- [WORK TO DO]
Reproduce, word for word, the stretch of the passage on data center spending from "However, the global" through "and networking equipment.".

According to Synergy Research Group, businesses worldwide spent more than $150 billion in the first half of 2019 on cloud services and infrastructure. To meet this high demand, vendors are spending billions each quarter on building or expanding data centers to provide more cloud infrastructure services, such as Platform as a Service and Infrastructure as a Service, as well as buying hardware and software for public, private and hybrid infrastructure.
As server consumption capacity dries up, Dell’Oro Group is expecting double-digit data center spending growth in 2020.
For the second quarter of 2019, the top 10 cloud service providers spent nearly $7 billion in aggregate on data centers, according to Dell’Oro Group, with Amazon, Facebook, Google and Microsoft combining to account for 80 percent share of the spending.
This week, Oracle made a huge splash in the data center market by unveiling plans to open a new data center region every 23 days on average over the next 15 months to create 20 additional facilities across the globe. The strategy will give the Redwood City, Calif.-based software and cloud giant a total of 36 regions available by the end of 2020.
Enterprises are shifting more workloads to the cloud or leveraging co-location facilities as businesses move away from traditional data centers. CIOs are reconsidering data center buildout and expansion projects in favor of cloud computing and hybrid infrastructure which is leading to massive services opportunities, according to Gartner.
The top Capex data center spenders are currently using all their server capacity possible, which is likely tied to the extremely strong server market growth witnessed in 2018. Last year, worldwide server revenue grew double digits in several quarters, leading to one of the strongest server sales years in history.
However, the global server market is slowing down in 2019, with second-quarter 2019 server revenue down 11.6 percent year over year. Dell’Oro Group expects that to change by next year as server capacity is consumed by cloud providers that will lead to new spending in servers and networking equipment.

- [SUPPLIED DATA]
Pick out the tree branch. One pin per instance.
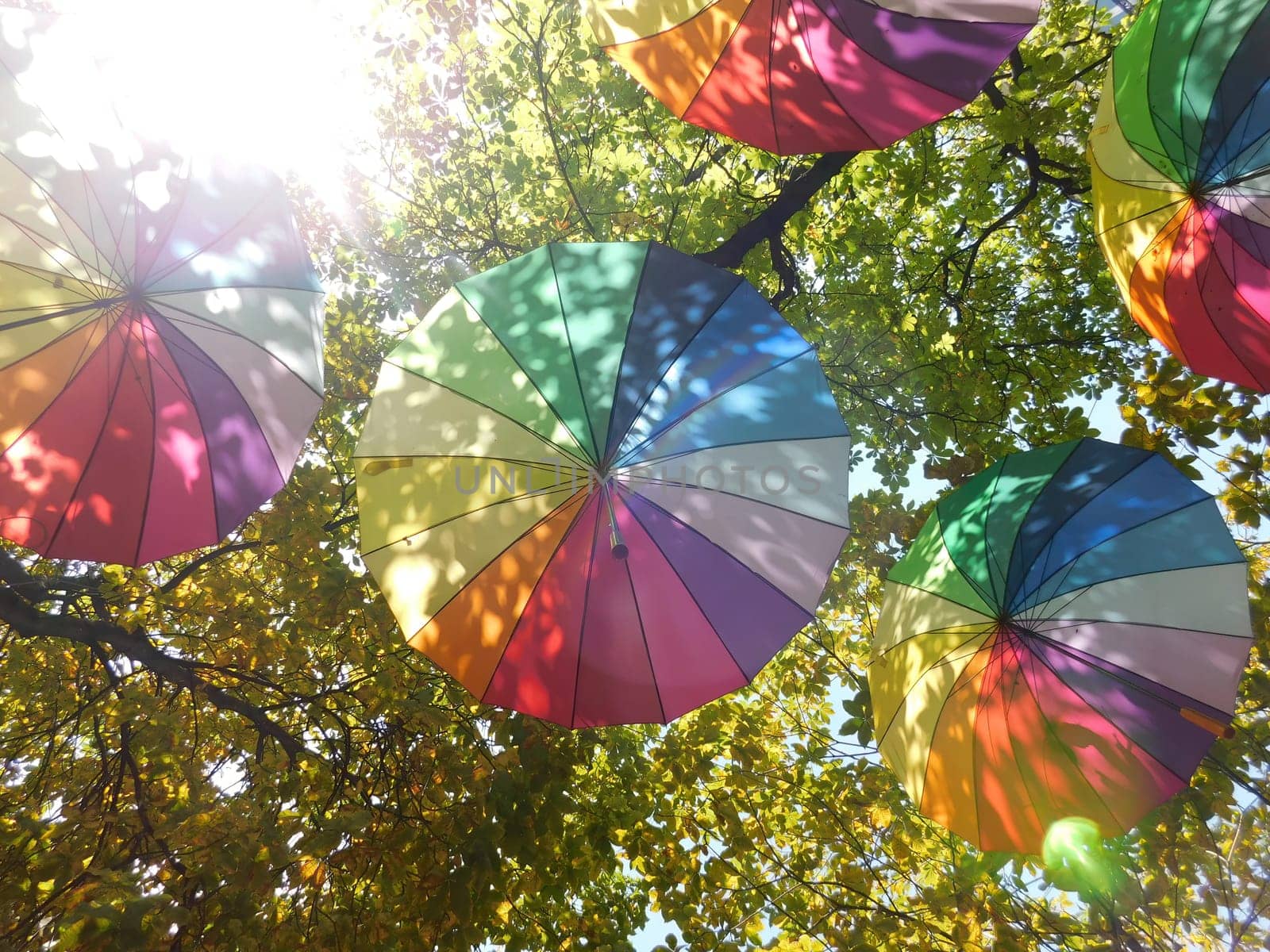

- [IN RESPONSE]
However, the global server market is slowing down in 2019, with second-quarter 2019 server revenue down 11.6 percent year over year. Dell’Oro Group expects that to change by next year as server capacity is consumed by cloud providers that will lead to new spending in servers and networking equipment.